Record extracts –
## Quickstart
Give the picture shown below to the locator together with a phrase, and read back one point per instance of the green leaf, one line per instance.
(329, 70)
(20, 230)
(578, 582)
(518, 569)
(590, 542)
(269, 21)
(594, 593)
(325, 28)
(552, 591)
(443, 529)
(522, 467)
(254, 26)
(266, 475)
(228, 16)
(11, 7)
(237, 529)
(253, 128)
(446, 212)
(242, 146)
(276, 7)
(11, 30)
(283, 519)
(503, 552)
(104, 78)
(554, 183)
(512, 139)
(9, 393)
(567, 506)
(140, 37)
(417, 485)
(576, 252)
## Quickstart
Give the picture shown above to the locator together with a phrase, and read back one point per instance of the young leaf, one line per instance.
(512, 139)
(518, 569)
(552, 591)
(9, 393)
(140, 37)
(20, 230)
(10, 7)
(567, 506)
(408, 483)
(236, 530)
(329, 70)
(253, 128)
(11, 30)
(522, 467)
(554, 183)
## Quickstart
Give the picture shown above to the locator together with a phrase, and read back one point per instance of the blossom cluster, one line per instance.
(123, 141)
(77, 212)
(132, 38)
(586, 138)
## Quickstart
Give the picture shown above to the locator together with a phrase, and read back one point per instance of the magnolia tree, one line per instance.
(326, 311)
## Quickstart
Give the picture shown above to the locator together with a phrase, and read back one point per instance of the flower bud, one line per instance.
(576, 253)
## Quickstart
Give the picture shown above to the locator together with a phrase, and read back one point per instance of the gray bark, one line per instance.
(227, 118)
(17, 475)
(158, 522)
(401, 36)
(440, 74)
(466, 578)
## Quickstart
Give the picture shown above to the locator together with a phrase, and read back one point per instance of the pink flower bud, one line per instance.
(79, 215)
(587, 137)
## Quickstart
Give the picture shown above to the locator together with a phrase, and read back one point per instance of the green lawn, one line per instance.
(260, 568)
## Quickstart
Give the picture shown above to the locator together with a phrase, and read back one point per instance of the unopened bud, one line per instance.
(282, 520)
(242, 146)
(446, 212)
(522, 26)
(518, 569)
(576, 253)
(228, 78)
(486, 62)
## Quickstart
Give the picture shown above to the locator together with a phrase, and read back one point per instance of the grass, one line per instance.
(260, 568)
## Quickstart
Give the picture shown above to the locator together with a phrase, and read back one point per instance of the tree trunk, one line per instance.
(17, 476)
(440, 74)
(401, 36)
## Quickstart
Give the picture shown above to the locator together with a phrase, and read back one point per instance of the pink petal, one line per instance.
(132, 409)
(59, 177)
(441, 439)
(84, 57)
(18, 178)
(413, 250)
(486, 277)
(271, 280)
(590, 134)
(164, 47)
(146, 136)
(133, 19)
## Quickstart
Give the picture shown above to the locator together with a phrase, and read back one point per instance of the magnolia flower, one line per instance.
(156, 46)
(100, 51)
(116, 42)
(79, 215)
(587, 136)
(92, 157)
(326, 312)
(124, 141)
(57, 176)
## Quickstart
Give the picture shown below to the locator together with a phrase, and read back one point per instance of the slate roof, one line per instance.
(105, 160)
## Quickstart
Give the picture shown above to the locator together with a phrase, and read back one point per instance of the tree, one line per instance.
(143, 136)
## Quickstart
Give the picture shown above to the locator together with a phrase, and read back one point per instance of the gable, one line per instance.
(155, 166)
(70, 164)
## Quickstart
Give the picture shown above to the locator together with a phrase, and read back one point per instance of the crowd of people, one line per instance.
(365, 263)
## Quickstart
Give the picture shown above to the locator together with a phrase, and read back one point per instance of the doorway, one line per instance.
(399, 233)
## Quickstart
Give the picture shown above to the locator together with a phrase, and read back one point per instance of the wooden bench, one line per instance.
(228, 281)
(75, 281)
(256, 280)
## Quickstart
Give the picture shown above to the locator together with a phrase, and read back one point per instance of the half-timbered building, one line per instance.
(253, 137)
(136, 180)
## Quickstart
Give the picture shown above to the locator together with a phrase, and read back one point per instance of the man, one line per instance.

Exercise goal – Extract each line of the listing above, copying it word for word.

Exercise answer –
## Quickstart
Give the picture shown below to the locator together with a phrase, and read back one point per instance of the green leaf, one line per instance.
(329, 70)
(20, 230)
(578, 582)
(518, 569)
(590, 542)
(269, 21)
(594, 593)
(325, 28)
(552, 591)
(443, 529)
(522, 467)
(254, 26)
(266, 475)
(228, 16)
(11, 7)
(237, 529)
(253, 128)
(446, 212)
(242, 146)
(276, 7)
(11, 30)
(283, 519)
(503, 552)
(104, 78)
(554, 183)
(512, 139)
(9, 393)
(567, 506)
(140, 37)
(417, 485)
(576, 252)
## Quickstart
Give the picture shown above to the locator together with a phrase, and read back one point per instance of the young leaf, one line per instance.
(512, 139)
(518, 569)
(552, 591)
(9, 393)
(140, 37)
(20, 230)
(10, 7)
(567, 506)
(408, 483)
(236, 530)
(329, 70)
(253, 128)
(11, 30)
(522, 467)
(554, 183)
## Quickstart
Give the picture shown above to the locator together with a phrase, and read back one point per instance of the blossom cluster, one line per instance.
(123, 141)
(77, 212)
(132, 38)
(586, 138)
## Quickstart
Give the picture shown above to the locator together with a phrase, and read back one point per instance of the magnolia tree, one line per instance.
(326, 311)
## Quickstart
Give the picture shown above to the locator together with a phrase, and read back one point per instance of the flower bud, one line per instance.
(576, 253)
## Quickstart
Give the picture shown above to the locator together with a phrase, and read back one point per instance of the gray bark, one line per instance.
(227, 118)
(17, 475)
(158, 522)
(401, 36)
(440, 74)
(466, 578)
## Quickstart
Give the picture shown above to the locator together with a phrase, and read back one point per instance of the pink flower bud, one line per instance.
(79, 215)
(587, 137)
## Quickstart
Give the picture shown above to the locator together with a phrase, and read back one point per instance of the green lawn, one line per instance.
(260, 568)
## Quickstart
Give the picture shown above to the locator together with a phrase, and read back one point per instance of the unopened bud, one line per instance.
(282, 520)
(242, 146)
(446, 212)
(522, 26)
(518, 569)
(576, 253)
(228, 78)
(486, 62)
## Quickstart
Give the picture shown above to the locator together with a phrase, and read back one point per instance of the grass, one line per instance.
(260, 568)
## Quickstart
Give the picture shown above to the locator together with a phrase, and read back one point per instance of the tree trunk, one line per instance.
(17, 476)
(440, 74)
(401, 36)
## Quickstart
Give the picture shown above to the locator together with a phrase, and read back one point per instance of the pink petal, one line per instance.
(132, 409)
(59, 177)
(441, 439)
(84, 57)
(18, 178)
(413, 250)
(486, 277)
(271, 280)
(590, 134)
(164, 47)
(146, 136)
(133, 19)
## Quickstart
Give the picture shown above to the locator together with a phrase, and read back one point per instance of the magnolia flower, one line per instance.
(156, 46)
(100, 51)
(116, 42)
(79, 215)
(587, 136)
(92, 157)
(326, 312)
(124, 141)
(57, 176)
## Quickstart
Give the picture shown below to the locator together with a phrase, and read back one point per instance of the slate roof, one line per instance.
(105, 160)
## Quickstart
Give the picture shown above to the locator together with a phrase, and read back one point per instance of the tree, one line per instance.
(143, 136)
## Quickstart
Give the picture shown above to the locator together with a phrase, and read back one point per instance of the gable, one line per instance.
(155, 166)
(70, 164)
## Quickstart
Give the picture shown above to the locator together with a phrase, and read back one point per instance of the crowd of people, one line per instance.
(365, 263)
## Quickstart
Give the picture shown above to the locator together with a phrase, and read back one point per instance of the doorway, one line per instance.
(399, 233)
## Quickstart
Give the picture shown above to the locator together with a phrase, and read back one point per instance of the wooden bench, one line per instance.
(228, 281)
(75, 281)
(256, 280)
## Quickstart
Give the picture shown above to the locator together with a phrase, and read back one point per instance of the half-timbered building, one line per instance.
(253, 137)
(136, 180)
## Quickstart
Give the picture shown above to the locator together with a phrase, and read back one point per instance of the man, one line per instance.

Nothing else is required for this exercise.